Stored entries
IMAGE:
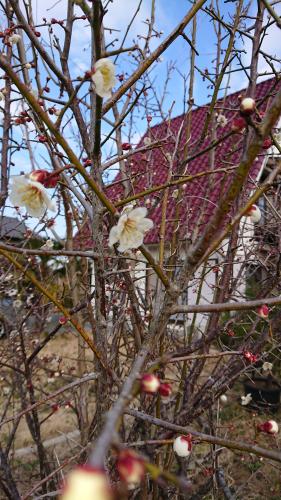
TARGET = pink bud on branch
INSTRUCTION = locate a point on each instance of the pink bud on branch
(247, 106)
(270, 427)
(263, 311)
(254, 213)
(165, 390)
(150, 383)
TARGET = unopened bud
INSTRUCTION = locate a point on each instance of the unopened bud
(247, 106)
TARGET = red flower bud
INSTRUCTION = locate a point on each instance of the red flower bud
(165, 390)
(149, 383)
(87, 162)
(238, 124)
(50, 223)
(42, 138)
(249, 356)
(130, 467)
(263, 311)
(267, 143)
(63, 320)
(270, 427)
(247, 106)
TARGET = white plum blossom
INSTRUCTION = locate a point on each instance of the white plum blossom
(130, 229)
(87, 484)
(182, 446)
(221, 120)
(104, 77)
(13, 39)
(245, 400)
(31, 195)
(267, 367)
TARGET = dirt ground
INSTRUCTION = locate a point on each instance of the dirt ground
(251, 477)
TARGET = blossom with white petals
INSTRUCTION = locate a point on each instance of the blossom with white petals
(87, 483)
(32, 195)
(221, 120)
(182, 446)
(13, 39)
(267, 367)
(130, 229)
(104, 77)
(245, 400)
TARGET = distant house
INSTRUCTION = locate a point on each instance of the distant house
(189, 210)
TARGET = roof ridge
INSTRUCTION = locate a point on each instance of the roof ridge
(198, 108)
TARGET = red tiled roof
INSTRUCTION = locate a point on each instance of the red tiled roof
(201, 195)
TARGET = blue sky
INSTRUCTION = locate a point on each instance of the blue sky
(168, 14)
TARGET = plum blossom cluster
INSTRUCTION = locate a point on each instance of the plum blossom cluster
(250, 357)
(103, 77)
(182, 446)
(29, 191)
(130, 229)
(130, 467)
(150, 384)
(87, 483)
(245, 400)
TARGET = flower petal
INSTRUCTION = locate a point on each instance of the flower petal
(137, 213)
(145, 225)
(114, 235)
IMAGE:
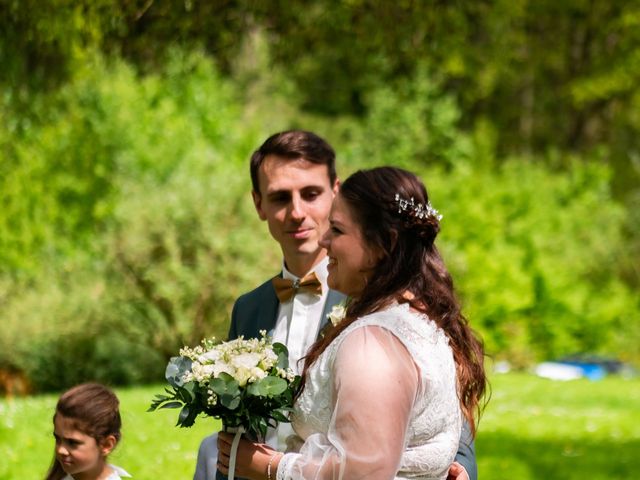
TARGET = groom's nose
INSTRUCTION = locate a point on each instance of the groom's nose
(297, 210)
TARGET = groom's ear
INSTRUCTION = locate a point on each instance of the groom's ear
(257, 202)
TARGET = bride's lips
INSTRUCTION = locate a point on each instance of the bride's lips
(300, 233)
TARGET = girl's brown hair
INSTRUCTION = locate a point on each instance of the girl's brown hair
(410, 263)
(94, 410)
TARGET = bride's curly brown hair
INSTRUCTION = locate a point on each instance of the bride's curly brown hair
(411, 264)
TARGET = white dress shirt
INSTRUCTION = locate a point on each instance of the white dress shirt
(297, 327)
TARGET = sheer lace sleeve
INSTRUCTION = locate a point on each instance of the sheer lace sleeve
(373, 383)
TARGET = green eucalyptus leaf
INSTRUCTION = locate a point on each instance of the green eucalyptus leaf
(176, 368)
(268, 387)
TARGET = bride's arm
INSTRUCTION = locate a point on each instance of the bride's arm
(375, 385)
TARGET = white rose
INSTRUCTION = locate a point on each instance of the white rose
(246, 360)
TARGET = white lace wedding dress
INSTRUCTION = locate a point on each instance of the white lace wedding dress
(379, 403)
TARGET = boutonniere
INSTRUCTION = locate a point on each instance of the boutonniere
(337, 314)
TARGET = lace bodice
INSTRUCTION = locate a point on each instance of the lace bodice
(380, 402)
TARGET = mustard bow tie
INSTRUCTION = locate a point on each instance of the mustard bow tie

◆ **Problem**
Starting from the data above, filter for lines with "mustard" and copy each one.

◆ **Problem solution**
TARGET = mustard bow tie
INSTRUCTION = locate a point on each instance of the mustard bow tie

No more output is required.